(Problem details)
Pull out, word for word, the lines from the one containing "find the tundra" to the one containing "0,17 -> 140,59", including both.

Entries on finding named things
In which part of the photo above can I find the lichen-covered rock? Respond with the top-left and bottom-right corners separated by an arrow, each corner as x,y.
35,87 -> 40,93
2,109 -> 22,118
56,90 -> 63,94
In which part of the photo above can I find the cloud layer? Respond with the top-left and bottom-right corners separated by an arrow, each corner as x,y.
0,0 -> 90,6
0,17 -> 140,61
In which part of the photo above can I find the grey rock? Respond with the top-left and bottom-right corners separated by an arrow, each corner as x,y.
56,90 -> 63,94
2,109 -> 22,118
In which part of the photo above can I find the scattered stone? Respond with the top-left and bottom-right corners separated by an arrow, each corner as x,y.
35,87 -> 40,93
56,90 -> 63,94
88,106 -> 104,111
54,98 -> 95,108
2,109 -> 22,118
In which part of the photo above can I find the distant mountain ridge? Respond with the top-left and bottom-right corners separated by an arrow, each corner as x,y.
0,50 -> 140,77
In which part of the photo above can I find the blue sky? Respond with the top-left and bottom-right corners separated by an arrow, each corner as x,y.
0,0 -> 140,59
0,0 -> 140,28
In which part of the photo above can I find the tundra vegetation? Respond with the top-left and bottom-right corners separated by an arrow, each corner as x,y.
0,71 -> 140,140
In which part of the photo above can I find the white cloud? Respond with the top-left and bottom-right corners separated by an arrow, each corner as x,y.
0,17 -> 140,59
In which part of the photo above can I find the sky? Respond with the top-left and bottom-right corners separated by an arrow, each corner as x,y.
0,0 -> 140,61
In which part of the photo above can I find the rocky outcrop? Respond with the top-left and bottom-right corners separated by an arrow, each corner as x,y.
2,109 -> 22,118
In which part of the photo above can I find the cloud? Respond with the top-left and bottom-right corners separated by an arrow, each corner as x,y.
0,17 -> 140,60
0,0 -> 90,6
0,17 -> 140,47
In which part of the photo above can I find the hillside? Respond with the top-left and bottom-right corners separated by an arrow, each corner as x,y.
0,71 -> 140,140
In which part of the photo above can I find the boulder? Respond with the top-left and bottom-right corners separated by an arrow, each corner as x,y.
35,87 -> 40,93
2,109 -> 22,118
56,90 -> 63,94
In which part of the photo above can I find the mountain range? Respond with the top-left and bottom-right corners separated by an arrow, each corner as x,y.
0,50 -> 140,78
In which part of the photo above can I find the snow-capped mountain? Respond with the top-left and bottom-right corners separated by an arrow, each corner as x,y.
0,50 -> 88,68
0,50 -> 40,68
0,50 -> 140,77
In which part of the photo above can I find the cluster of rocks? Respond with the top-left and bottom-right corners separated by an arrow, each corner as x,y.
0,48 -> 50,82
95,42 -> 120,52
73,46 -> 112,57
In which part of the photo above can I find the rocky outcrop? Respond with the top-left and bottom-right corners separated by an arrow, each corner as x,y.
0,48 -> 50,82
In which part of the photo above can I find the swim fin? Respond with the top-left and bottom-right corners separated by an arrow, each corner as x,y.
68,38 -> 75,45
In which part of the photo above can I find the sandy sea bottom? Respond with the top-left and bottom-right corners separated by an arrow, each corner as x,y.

(Solution)
In which part of the photo above can I find the tundra vegetation? Respond with the top-left and bottom-right corners separated by an arrow, each corner as x,y.
0,71 -> 140,140
In which part of the photo above can I find the white cloud? Respond with the top-left and bottom-right corners separated by an arrow, each corner as x,y.
0,17 -> 140,59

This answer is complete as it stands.